▶ [TASK STATEMENT]:
Format the material below as a numbered list and leave out any blank lines.

▶ [THE DATA]:
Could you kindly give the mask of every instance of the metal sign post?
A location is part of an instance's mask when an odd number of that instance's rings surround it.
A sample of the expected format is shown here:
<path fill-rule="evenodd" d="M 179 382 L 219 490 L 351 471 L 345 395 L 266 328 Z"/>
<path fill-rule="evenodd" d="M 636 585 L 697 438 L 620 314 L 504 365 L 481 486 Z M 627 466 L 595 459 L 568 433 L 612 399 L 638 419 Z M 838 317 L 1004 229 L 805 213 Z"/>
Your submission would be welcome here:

▶ [ANSWER TO THE TASK]:
1. Could you kindly give the mask of every instance of the metal sign post?
2. A location is part of an instance's mask when an odd number of that instance's rings surround it.
3. A sample of the expected format is shown here:
4. <path fill-rule="evenodd" d="M 179 382 L 219 490 L 351 471 L 345 395 L 266 328 Z"/>
5. <path fill-rule="evenodd" d="M 636 585 L 697 438 L 620 314 L 504 365 L 481 486 Z M 627 466 L 595 459 L 568 433 L 612 399 L 638 419 Z M 838 317 L 1004 229 L 805 213 Z"/>
6. Your submission would be welcome here:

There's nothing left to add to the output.